Data records:
****************
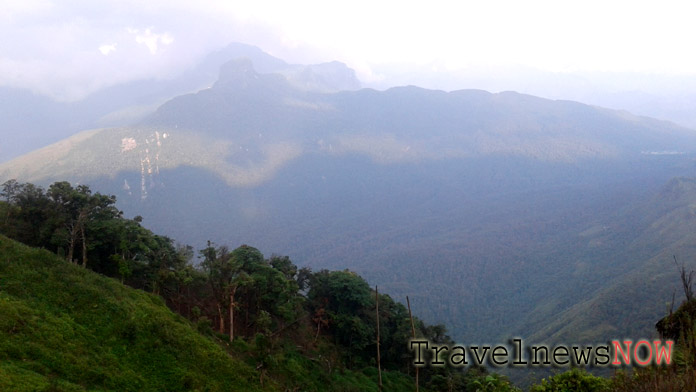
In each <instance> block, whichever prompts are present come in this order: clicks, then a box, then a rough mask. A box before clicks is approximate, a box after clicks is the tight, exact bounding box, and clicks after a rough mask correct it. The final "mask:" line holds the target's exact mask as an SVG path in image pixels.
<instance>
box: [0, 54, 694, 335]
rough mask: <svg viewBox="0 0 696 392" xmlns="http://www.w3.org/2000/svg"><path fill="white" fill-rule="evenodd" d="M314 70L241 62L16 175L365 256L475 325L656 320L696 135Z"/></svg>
mask: <svg viewBox="0 0 696 392" xmlns="http://www.w3.org/2000/svg"><path fill="white" fill-rule="evenodd" d="M274 64H275V65H274ZM276 65H278V64H276V63H273V62H272V61H271V64H267V65H264V66H263V67H269V68H272V67H274V66H276ZM320 68H322V67H320ZM266 70H268V68H267V69H266ZM306 70H307V68H305V71H306ZM305 71H302V72H299V73H297V72H296V73H292V72H289V71H287V70H286V71H283V70H279V71H277V72H270V73H263V72H259V71H258V70H257V69H256V65H255V63H254V61H253V60H249V59H237V60H233V61H231V62H227V63H225V64H224V65H223V66H222V67H221V71H220V75H219V78H218V80H217V81H216V82H215V83H214V84H213V85H212V86H210V87H209V88H206V89H203V90H200V91H198V92H196V93H191V94H185V95H181V96H178V97H176V98H173V99H171V100H169V101H167V102H166V103H164V104H163V105H161V106H160V107H159V108H158V109H157V110H156V111H155V112H154V113H152V114H150V115H149V116H147V117H146V118H144V119H143V120H142V121H140V122H139V123H138V124H136V125H133V126H127V127H119V128H106V129H96V130H90V131H85V132H82V133H80V134H78V135H75V136H73V137H70V138H68V139H65V140H63V141H61V142H59V143H56V144H53V145H51V146H48V147H46V148H43V149H41V150H37V151H35V152H32V153H29V154H26V155H24V156H22V157H19V158H17V159H15V160H13V161H10V162H7V163H5V164H2V165H0V181H5V180H6V179H9V178H17V179H18V180H20V181H31V182H36V183H41V184H48V183H50V182H52V181H55V180H69V181H73V182H82V183H88V184H90V186H91V187H92V188H93V189H98V190H100V191H102V192H106V193H113V194H116V195H117V196H118V199H119V208H121V209H123V210H124V211H126V212H127V214H130V215H141V216H143V217H144V219H145V220H144V222H145V224H146V225H147V226H148V227H150V228H152V229H153V230H155V231H158V232H161V233H164V234H167V235H169V236H171V237H173V238H176V239H177V240H179V241H183V242H186V243H190V244H192V245H195V246H199V247H200V246H203V244H205V241H207V240H212V241H215V242H218V243H232V244H235V243H239V244H241V243H253V244H256V246H258V247H259V248H260V249H261V250H262V251H263V252H264V253H269V254H270V253H278V254H288V255H291V257H292V258H293V260H296V262H298V263H299V264H301V265H308V266H311V267H313V268H315V269H318V268H327V267H328V268H332V269H344V268H350V269H352V270H355V271H357V272H358V273H360V274H361V275H363V276H365V277H366V278H368V280H369V281H370V282H371V283H376V284H379V286H380V287H383V288H384V290H385V291H386V292H389V293H390V294H392V295H393V296H394V297H395V298H403V297H404V296H405V295H409V296H410V297H411V298H412V304H413V306H414V308H415V309H417V312H418V313H420V314H422V315H424V316H425V317H424V318H425V319H426V320H428V321H431V322H443V323H445V324H447V325H448V326H450V327H451V330H452V332H453V337H455V338H456V339H457V340H460V341H466V342H496V341H502V342H504V341H507V339H509V338H510V337H511V336H523V337H526V338H533V339H535V340H539V341H554V340H557V339H565V340H567V341H572V340H574V339H576V340H577V339H582V340H583V341H588V342H593V343H596V341H606V340H607V339H610V338H614V337H617V336H624V334H629V333H631V334H634V333H635V334H638V335H640V334H652V331H653V328H652V325H651V324H650V323H654V321H655V320H657V319H659V318H660V317H661V316H662V315H663V313H664V302H665V301H669V299H670V298H671V295H672V290H673V286H670V285H669V283H668V282H670V281H673V282H675V283H676V282H677V278H678V277H677V274H676V271H675V272H674V274H673V278H670V276H672V275H671V274H672V272H671V267H672V265H671V264H670V263H672V261H671V260H672V259H671V255H670V256H669V257H667V256H668V254H670V252H672V251H673V250H674V251H676V250H679V254H678V256H679V258H680V259H683V260H690V259H692V258H693V256H694V255H695V254H694V250H693V249H692V248H690V247H688V246H686V245H684V244H685V242H684V241H687V237H686V235H687V234H686V233H688V232H689V231H687V230H689V227H690V226H688V225H689V224H690V223H689V222H690V221H689V220H688V219H686V218H679V219H676V218H677V217H682V216H683V214H686V213H687V212H688V211H689V209H688V208H689V207H688V206H689V205H690V204H688V203H687V202H684V203H686V204H669V203H666V204H665V198H666V196H665V194H670V193H669V191H665V189H664V188H663V187H664V186H665V184H672V182H670V181H681V183H684V184H686V183H688V181H689V180H684V179H682V180H672V179H673V178H688V177H689V176H693V169H694V153H695V151H694V146H696V133H694V132H693V131H692V130H689V129H685V128H682V127H679V126H676V125H674V124H672V123H668V122H663V121H658V120H654V119H650V118H644V117H637V116H633V115H631V114H629V113H626V112H621V111H614V110H608V109H603V108H599V107H593V106H588V105H583V104H581V103H577V102H571V101H552V100H546V99H541V98H537V97H533V96H529V95H523V94H518V93H514V92H503V93H498V94H491V93H488V92H485V91H479V90H460V91H453V92H443V91H435V90H426V89H422V88H418V87H414V86H408V87H399V88H392V89H389V90H386V91H375V90H371V89H361V90H351V91H345V90H343V91H336V90H335V89H329V88H323V89H319V88H310V87H311V86H312V85H313V83H315V82H316V81H317V80H321V76H322V75H324V76H326V75H329V76H330V75H334V74H335V73H338V74H342V75H347V74H350V72H348V73H346V72H345V69H344V68H343V67H342V66H340V65H336V64H329V65H327V66H325V67H323V68H322V70H321V71H317V70H316V69H313V70H312V72H314V74H313V75H314V76H311V77H304V76H302V77H300V76H298V75H305ZM306 72H309V71H306ZM348 79H350V78H348ZM301 81H304V82H301ZM308 86H310V87H308ZM661 192H662V193H661ZM665 192H667V193H665ZM677 199H678V200H682V199H680V198H678V197H677ZM684 200H685V199H684ZM672 218H675V219H676V220H673V219H672ZM669 222H672V224H668V223H669ZM658 228H659V230H658ZM680 244H681V245H680ZM656 270H659V272H660V275H659V279H657V278H656V279H652V278H653V276H651V275H650V274H652V273H653V272H655V271H656ZM635 282H641V284H642V285H645V287H642V286H641V287H642V288H641V289H639V288H637V287H635V286H634V284H635ZM628 287H632V290H634V291H636V290H637V291H638V294H641V295H640V296H638V297H637V298H638V300H637V301H636V302H635V303H633V304H631V306H628V305H627V302H626V301H628V300H629V299H628V298H625V297H622V295H623V293H625V292H626V289H627V288H628ZM648 293H650V295H648ZM598 303H601V304H603V305H602V307H600V306H597V304H598ZM634 307H638V308H640V309H645V311H642V312H641V314H640V319H639V320H634V321H631V322H628V321H627V320H630V319H631V315H632V314H633V313H632V311H631V309H634ZM600 311H602V313H598V312H600ZM597 320H601V323H594V321H597ZM638 335H637V336H636V338H638V337H642V336H643V335H640V336H638Z"/></svg>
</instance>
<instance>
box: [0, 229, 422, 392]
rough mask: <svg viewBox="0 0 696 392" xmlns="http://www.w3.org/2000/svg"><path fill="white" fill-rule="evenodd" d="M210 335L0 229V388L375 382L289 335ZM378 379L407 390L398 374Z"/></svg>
mask: <svg viewBox="0 0 696 392" xmlns="http://www.w3.org/2000/svg"><path fill="white" fill-rule="evenodd" d="M213 339H214V338H211V337H208V336H204V335H201V334H200V333H198V332H197V331H196V328H195V326H194V325H193V324H192V323H191V322H189V321H188V320H186V319H184V318H183V317H181V316H179V315H177V314H174V313H173V312H171V311H170V310H169V308H167V307H166V306H165V304H164V302H163V301H162V299H161V298H160V297H158V296H155V295H152V294H148V293H146V292H143V291H140V290H135V289H132V288H130V287H127V286H124V285H122V284H121V283H120V282H118V281H117V280H114V279H110V278H106V277H104V276H101V275H99V274H96V273H94V272H92V271H89V270H85V269H83V268H81V267H78V266H75V265H72V264H69V263H66V262H65V261H64V260H63V259H61V258H59V257H58V256H56V255H54V254H52V253H50V252H48V251H45V250H40V249H33V248H30V247H27V246H24V245H22V244H19V243H18V242H15V241H12V240H10V239H8V238H6V237H4V236H1V235H0V391H85V390H89V391H265V390H267V391H285V390H302V391H377V390H378V388H377V371H376V369H373V368H368V369H363V370H362V371H359V370H349V369H345V368H344V367H343V365H341V364H340V363H334V364H333V365H330V366H329V365H326V364H325V363H323V361H325V360H323V358H326V356H324V357H323V356H322V355H319V353H314V354H312V353H310V354H306V353H304V354H303V353H301V352H300V351H298V350H297V348H296V345H295V344H294V343H293V342H292V341H288V342H286V343H278V342H276V344H274V345H273V348H272V349H270V351H269V346H268V345H267V343H266V345H265V346H264V347H261V346H259V347H257V345H258V344H257V342H256V341H255V340H254V339H252V340H251V341H249V342H246V341H244V340H241V339H238V340H235V342H234V344H232V345H230V347H228V345H227V344H226V343H224V340H219V341H216V340H213ZM338 352H339V351H338V348H337V347H334V346H332V345H328V346H327V347H326V348H325V349H324V350H323V351H322V353H323V354H325V355H327V356H328V357H330V358H337V357H340V355H338V354H337V353H338ZM262 353H263V354H262ZM261 357H263V359H262V358H261ZM260 362H263V363H265V365H264V367H263V368H261V369H257V365H258V363H260ZM383 380H384V381H383V383H384V386H385V390H390V391H411V390H413V388H414V385H413V380H412V379H411V378H410V377H409V376H407V375H405V374H402V373H399V372H383Z"/></svg>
****************
Directions for this task: Copy out the lines above, from the first one through the line holding "70L241 62L16 175L365", with both ends included. Leave the pictures out of your copy.

Answer section:
In each <instance> block, whichever prompts are present come in this order: clicks, then a box, then a rough mask. A box before clicks is approximate, a box after clicks is the tight, exact bounding box, and clicks after a rough mask correct it. The final "mask:" line holds the target's exact mask as an SVG path in image pixels.
<instance>
box: [0, 54, 694, 335]
rough mask: <svg viewBox="0 0 696 392" xmlns="http://www.w3.org/2000/svg"><path fill="white" fill-rule="evenodd" d="M314 70L241 62L16 175L365 256L475 325L656 320L696 135Z"/></svg>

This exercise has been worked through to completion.